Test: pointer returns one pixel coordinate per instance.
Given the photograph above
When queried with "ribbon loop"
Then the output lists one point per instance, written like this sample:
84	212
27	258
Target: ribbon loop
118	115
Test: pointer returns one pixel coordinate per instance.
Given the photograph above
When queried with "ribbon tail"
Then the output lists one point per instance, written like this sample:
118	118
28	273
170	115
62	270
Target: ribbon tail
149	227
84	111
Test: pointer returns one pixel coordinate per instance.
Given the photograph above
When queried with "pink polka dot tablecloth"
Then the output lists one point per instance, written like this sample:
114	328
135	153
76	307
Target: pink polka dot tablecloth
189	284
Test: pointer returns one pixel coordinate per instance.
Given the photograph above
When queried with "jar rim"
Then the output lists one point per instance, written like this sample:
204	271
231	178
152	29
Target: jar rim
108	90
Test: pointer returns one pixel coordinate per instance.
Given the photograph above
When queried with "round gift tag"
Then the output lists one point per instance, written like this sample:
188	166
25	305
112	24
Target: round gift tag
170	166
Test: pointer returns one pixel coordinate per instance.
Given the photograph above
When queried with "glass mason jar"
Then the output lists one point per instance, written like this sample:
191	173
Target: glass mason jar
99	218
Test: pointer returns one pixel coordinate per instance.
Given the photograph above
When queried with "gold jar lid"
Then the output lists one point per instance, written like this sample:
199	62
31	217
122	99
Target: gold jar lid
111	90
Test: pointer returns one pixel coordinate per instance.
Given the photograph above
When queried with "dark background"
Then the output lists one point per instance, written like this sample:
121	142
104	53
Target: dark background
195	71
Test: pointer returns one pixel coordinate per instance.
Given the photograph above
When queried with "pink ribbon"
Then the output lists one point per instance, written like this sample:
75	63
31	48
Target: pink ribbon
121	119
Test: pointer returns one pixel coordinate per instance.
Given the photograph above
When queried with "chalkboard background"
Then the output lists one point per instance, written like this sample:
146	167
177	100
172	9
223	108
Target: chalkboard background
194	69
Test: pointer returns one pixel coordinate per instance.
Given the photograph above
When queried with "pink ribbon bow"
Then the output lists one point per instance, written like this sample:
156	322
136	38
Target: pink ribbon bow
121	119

##############################

Return all of the above records exactly, leaving no line out.

Test: pointer returns one pixel coordinate per instance.
Given the photograph above
When queried with "ribbon loop"
Then the output lists one point per instance, written like this sample:
84	212
27	258
Target: ribbon loop
118	115
Test: pointer returns one pixel coordinate per instance.
Given the photograph above
When queried with "ribbon tail"
Then the output lists one point per instance, written like this sample:
118	118
28	273
170	115
62	270
Target: ribbon tail
149	227
84	111
Test: pointer returns one pixel coordinate per instance.
Given the photograph above
When queried with "pink polka dot tablecloth"
Then the output lists one point per instance, written like this sample:
114	328
135	153
76	307
Target: pink polka dot tablecloth
189	284
Test: pointer returns one pixel coordinate per instance.
Given the photograph above
When queried with "jar rim"
Then the output lists one point per instance, written like this sample:
204	271
231	178
152	29
Target: jar rim
108	90
Test: pointer returns one pixel coordinate per instance.
Given the photograph above
When queried with "round gift tag"
Then the output lists one point per instance, written like this sample:
188	166
25	305
112	24
Target: round gift tag
170	166
Test: pointer returns one pixel coordinate per instance.
Given the photograph above
When queried with "glass mason jar"
Then the output lists one point per instance, written like this sample:
191	173
Target: glass mason jar
99	218
Test: pointer returns one pixel coordinate per instance.
Given the photograph above
When queried with "gold jar lid"
Then the output lists one point per instance, written like this sample:
199	62
31	217
122	99
Target: gold jar lid
111	90
Test: pointer returns one pixel coordinate per instance.
Given the photograph above
When queried with "dark background"
Then the output lists one point per instance, written like this sample:
121	142
104	53
Target: dark background
195	71
Test: pointer returns one pixel coordinate per instance.
Given the photograph above
When queried with "pink ribbon"
Then the output lists one point per instance, written like this sample:
75	63
31	48
Target: pink ribbon
121	119
Test: pointer returns one pixel coordinate per instance.
Given the photograph above
When queried with "chalkboard background"
Then the output lists one point per instance, written like this sample:
146	167
177	100
172	9
223	108
Target: chalkboard background
194	69
Test: pointer returns one pixel coordinate per instance.
Given the photograph above
When queried with "pink ribbon bow"
Then the output lists one point per instance, written like this sample:
156	322
136	38
Target: pink ribbon bow
121	119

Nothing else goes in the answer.